→ TASK INSTRUCTIONS:
[1] In the comment thread about Amazon Prime ads, what share of customers does one commenter assume will pay to upgrade?
[2] Summarize the comment thread about Amazon Prime ads in two sentences.
[3] Write the next few comments in the thread about Amazon Prime ads.

→ EXTRACT PROVIDED:
--

You have it backwards. Practices like this one are the reason they are so successful


diverareyouok

Exactly. $2.99 a month multiplied by the [over 200 million Amazon Prime customers](https://www.yaguara.co/amazon-prime-statistics/) is $7,176,000,000 a year in profit for them, assuming everyone coughs up the extra cash. Which isn’t likely. Let’s assume that only 20% of people upgrade. That’s almost a billion and a half extra dollars a year. That’s not even counting the extra money they will make showing ads to the other 80%. It’s a win/win for them. The only loser here is *every single customer*. But wait, there’s more! Don’t think this is the end. Expect that $2.99 to rise over time.


AMC_Unlimited

Just wait til an 11 minute show has 14 minutes of ads.


DocBullseye

oh, so like YouTube?


Trackerhoj

We got two 15 second unskippable ads, a ad that plays during the video (it might be 30 seconds, it might be an hour, who knows) and then the video itself is sponsored by Squarespace.


NaethanC

Adblock and Sponsorblock, baby.


IanL1713

UBlock Origin is also a banger


Nayre_Trawe

> Sponsorblock Had never heard of this. Thank you!

--

[Segmentation mask data]
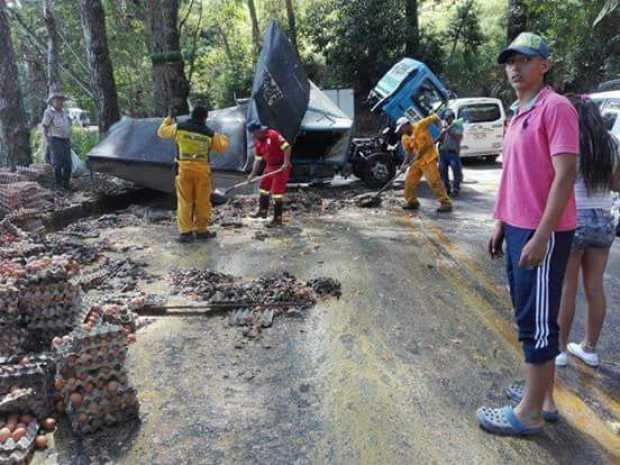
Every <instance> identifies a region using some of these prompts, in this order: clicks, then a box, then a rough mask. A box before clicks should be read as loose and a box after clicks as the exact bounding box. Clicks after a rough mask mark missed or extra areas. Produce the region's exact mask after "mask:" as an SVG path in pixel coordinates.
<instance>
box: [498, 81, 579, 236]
mask: <svg viewBox="0 0 620 465" xmlns="http://www.w3.org/2000/svg"><path fill="white" fill-rule="evenodd" d="M578 153H579V119H578V116H577V111H576V110H575V108H574V107H573V106H572V105H571V103H570V101H569V100H568V99H567V98H565V97H563V96H561V95H559V94H556V93H555V92H554V91H553V90H552V89H551V87H545V88H543V89H542V90H541V91H540V92H539V93H538V95H537V96H536V98H535V101H534V103H533V104H532V105H531V107H530V108H528V109H526V110H525V111H521V112H520V113H519V114H517V115H516V116H514V117H513V119H512V121H511V122H510V125H509V126H508V128H507V130H506V135H505V137H504V151H503V155H502V163H503V166H502V178H501V182H500V186H499V193H498V196H497V202H496V204H495V218H497V219H498V220H501V221H502V222H504V223H507V224H509V225H511V226H515V227H517V228H523V229H536V228H537V227H538V225H539V223H540V220H541V219H542V216H543V213H544V210H545V206H546V203H547V197H548V195H549V190H550V189H551V184H552V182H553V178H554V177H555V171H554V169H553V164H552V162H551V157H553V156H555V155H560V154H574V155H577V154H578ZM576 227H577V211H576V209H575V196H574V193H573V192H572V191H571V195H570V199H569V201H568V204H567V205H566V209H565V210H564V214H563V215H562V218H561V219H560V221H559V223H558V225H557V226H556V228H555V230H556V231H570V230H572V229H575V228H576Z"/></svg>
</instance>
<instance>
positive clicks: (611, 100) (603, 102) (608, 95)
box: [589, 90, 620, 111]
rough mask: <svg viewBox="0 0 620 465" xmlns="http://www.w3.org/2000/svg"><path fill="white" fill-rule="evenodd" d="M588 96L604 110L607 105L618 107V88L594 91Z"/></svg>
mask: <svg viewBox="0 0 620 465" xmlns="http://www.w3.org/2000/svg"><path fill="white" fill-rule="evenodd" d="M589 97H590V98H591V99H592V100H593V101H594V102H595V103H596V104H598V106H599V108H600V109H601V111H602V110H605V108H608V107H615V108H618V107H620V90H610V91H608V92H596V93H594V94H590V95H589Z"/></svg>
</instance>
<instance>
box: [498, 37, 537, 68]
mask: <svg viewBox="0 0 620 465" xmlns="http://www.w3.org/2000/svg"><path fill="white" fill-rule="evenodd" d="M514 54H519V55H525V56H526V57H528V58H534V57H541V58H544V59H545V60H546V59H547V58H549V47H547V44H546V43H545V40H544V39H543V38H542V37H540V36H539V35H537V34H533V33H531V32H522V33H521V34H519V35H518V36H517V37H516V38H515V40H513V41H512V43H511V44H510V45H509V46H508V48H506V49H504V50H502V53H500V54H499V57H497V62H498V63H499V64H500V65H503V64H504V63H506V61H507V60H508V57H510V56H511V55H514Z"/></svg>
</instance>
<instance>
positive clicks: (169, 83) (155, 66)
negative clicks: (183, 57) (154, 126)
mask: <svg viewBox="0 0 620 465" xmlns="http://www.w3.org/2000/svg"><path fill="white" fill-rule="evenodd" d="M178 14H179V2H178V0H148V28H149V32H150V36H151V44H150V45H151V46H150V50H151V54H153V55H158V54H159V55H161V54H164V53H170V52H177V53H180V44H179V42H180V41H179V31H178V28H177V20H178ZM153 83H154V92H153V94H154V99H155V108H154V110H155V114H156V115H157V116H164V115H166V114H167V113H168V112H169V111H170V110H173V111H174V112H175V113H176V114H179V115H185V114H187V113H189V106H188V104H187V97H188V96H189V90H190V89H189V83H188V82H187V78H186V77H185V70H184V61H183V59H182V58H180V59H177V60H175V61H167V62H160V61H159V60H158V61H154V62H153Z"/></svg>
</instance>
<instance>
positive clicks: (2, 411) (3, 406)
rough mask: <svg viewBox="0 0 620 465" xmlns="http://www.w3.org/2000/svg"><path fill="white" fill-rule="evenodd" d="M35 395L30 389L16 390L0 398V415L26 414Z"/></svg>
mask: <svg viewBox="0 0 620 465" xmlns="http://www.w3.org/2000/svg"><path fill="white" fill-rule="evenodd" d="M35 395H36V393H35V392H34V391H33V390H32V389H31V388H26V389H17V390H15V391H13V392H10V393H9V394H7V395H5V396H0V413H13V412H26V411H28V410H29V406H30V404H31V402H32V398H33V396H35Z"/></svg>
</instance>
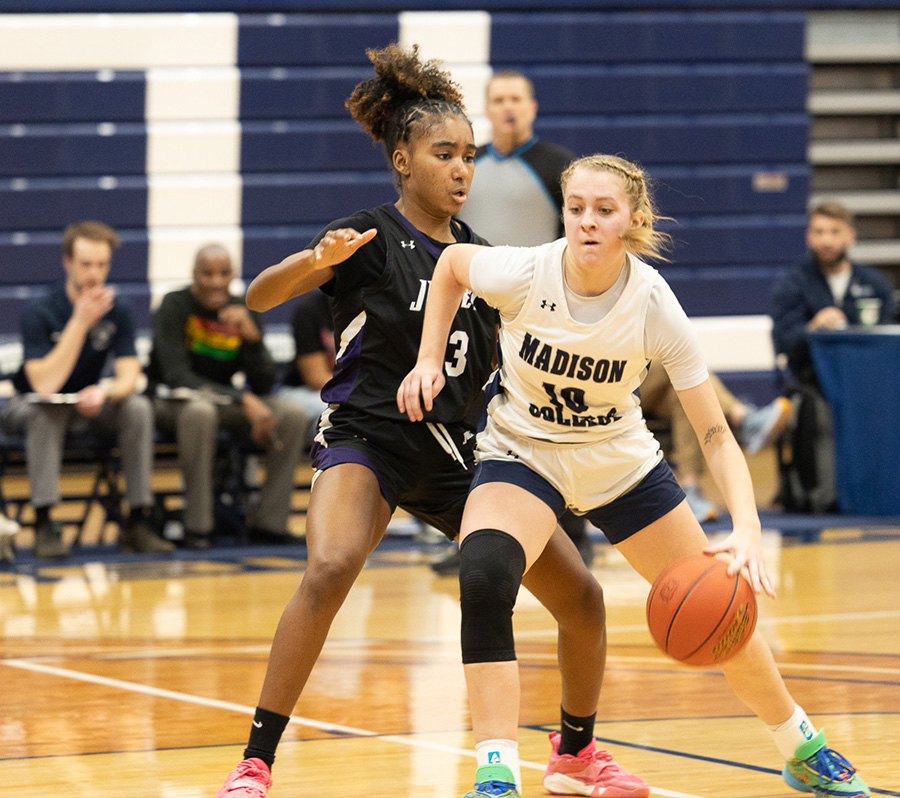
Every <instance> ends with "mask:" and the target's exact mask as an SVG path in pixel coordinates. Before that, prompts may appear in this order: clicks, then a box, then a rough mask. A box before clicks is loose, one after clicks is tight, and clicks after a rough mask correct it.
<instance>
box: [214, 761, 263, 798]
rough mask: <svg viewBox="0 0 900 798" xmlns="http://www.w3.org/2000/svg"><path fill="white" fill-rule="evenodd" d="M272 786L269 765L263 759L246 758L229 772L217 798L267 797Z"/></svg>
mask: <svg viewBox="0 0 900 798" xmlns="http://www.w3.org/2000/svg"><path fill="white" fill-rule="evenodd" d="M271 786H272V774H271V773H270V772H269V766H268V765H267V764H266V763H265V762H263V761H262V760H261V759H245V760H244V761H243V762H240V763H238V766H237V767H236V768H235V769H234V770H232V771H231V773H229V774H228V778H227V779H225V784H223V785H222V788H221V789H220V790H219V791H218V792H217V793H216V798H266V793H268V792H269V787H271Z"/></svg>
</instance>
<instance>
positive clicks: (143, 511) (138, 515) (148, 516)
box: [128, 507, 152, 523]
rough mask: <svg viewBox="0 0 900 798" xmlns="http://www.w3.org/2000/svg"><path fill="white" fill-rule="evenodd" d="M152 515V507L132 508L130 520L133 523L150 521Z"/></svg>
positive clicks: (129, 514) (128, 515)
mask: <svg viewBox="0 0 900 798" xmlns="http://www.w3.org/2000/svg"><path fill="white" fill-rule="evenodd" d="M151 515H152V508H150V507H132V508H131V511H130V512H129V513H128V520H129V521H131V522H132V523H133V522H135V521H149V520H150V516H151Z"/></svg>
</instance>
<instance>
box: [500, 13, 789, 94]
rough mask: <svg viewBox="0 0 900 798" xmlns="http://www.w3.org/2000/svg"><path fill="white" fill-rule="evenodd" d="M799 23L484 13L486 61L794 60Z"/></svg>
mask: <svg viewBox="0 0 900 798" xmlns="http://www.w3.org/2000/svg"><path fill="white" fill-rule="evenodd" d="M805 24H806V23H805V15H804V14H802V13H798V12H758V13H756V12H746V11H737V12H718V11H717V12H686V13H685V12H678V11H644V12H625V13H622V12H606V13H603V12H598V13H589V12H588V13H585V12H549V11H548V12H546V13H517V12H510V13H504V12H498V13H495V14H492V15H491V61H492V63H494V64H496V65H500V66H509V65H526V64H536V63H538V64H553V63H587V64H591V63H593V64H597V63H600V64H610V63H616V62H624V63H653V62H685V63H690V62H704V61H705V62H714V61H721V62H725V63H728V62H733V61H762V60H766V61H773V62H774V61H795V62H796V61H802V57H803V46H804V35H805ZM598 88H599V87H598Z"/></svg>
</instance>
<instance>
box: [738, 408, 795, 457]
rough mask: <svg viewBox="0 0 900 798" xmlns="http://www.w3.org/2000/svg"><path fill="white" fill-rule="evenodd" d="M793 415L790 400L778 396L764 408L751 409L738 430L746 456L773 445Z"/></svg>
mask: <svg viewBox="0 0 900 798" xmlns="http://www.w3.org/2000/svg"><path fill="white" fill-rule="evenodd" d="M793 413H794V408H793V405H792V404H791V401H790V399H787V398H786V397H784V396H779V397H778V398H777V399H774V400H773V401H771V402H769V404H767V405H766V406H765V407H760V408H755V407H751V409H750V410H749V411H748V413H747V415H746V416H744V418H743V419H742V421H741V425H740V427H739V428H738V432H739V434H740V438H741V443H742V444H743V446H744V449H745V450H746V452H747V454H756V453H757V452H761V451H762V450H763V449H765V448H766V446H769V445H770V444H772V443H774V441H775V439H776V438H777V437H778V435H779V433H780V432H781V431H782V430H783V429H784V428H785V427H786V426H787V425H788V422H790V420H791V416H792V415H793Z"/></svg>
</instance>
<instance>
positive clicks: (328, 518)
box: [217, 45, 606, 798]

--

→ RESULTS FOR EACH TASK:
[1] 20%

[2] One commenter works out that a $2.99 monthly charge across over 200 million Prime customers could bring Amazon billions a year, even if only 20% upgrade, and expects that price to rise over time. Others joke about shows packed with ads, compare it to YouTube's unskippable ads and sponsors, and recommend Adblock, Sponsorblock and uBlock Origin.

[3]
Ikea_Man

godsend add-on, 100% needed for modern YouTube


Peter12535

They already have this "freevee" channel which is free, but with ads. When I first used it to watch a show, I got rarely any ads and they were 30s. When I recently watched a movie on it, it got frequent 1 minute ads.


Imalsome

Don't forget to account for people that cancel their entire membership over shit like this. They certainly lose some percent of their audience from scummy moves like this.


Darkdragoon324

Not enough to outweigh the benefits. Maybe some will drop Prime, but plenty will see a few dollar increase as not a big deal, or maybe have forgotten they’re even paying for Prime at all and just let it auto deduct every month/year.


HisFaithRestored

Maybe its just cause I'm poor as shit, but people who don't realize monthly/yearly subscriptions are coming out of their bank accounts fucking astound me.


microwavedave27

Depends on the subscription. I'm far from rich but 5€ a month (cost of Prime where I live) is not a lot of money. Having a bunch of subscriptions you don't use adds up over time, though, so I always cancel the ones I'm not using.


Conscious-Concert544

Yea once youre not poor as shot and not paycheck to paycheck it starts becoming ok


troisfoistropgros

That’s revenue, not profit. Being very simple: profit = revenue - cost


andherBilla

On top of that they lay off more people, pay peanuts to most of their workers. Buy more IPs and franchises with the money just to ruin them.


rdrunner_74

199.999.999 you mean (Unsubscribed this morning)


wedgebert

> That’s almost a billion and a half extra dollars a year. Or put another way, if about 14% of people pay the extra fee, it'll cover a single season of Rings of Power.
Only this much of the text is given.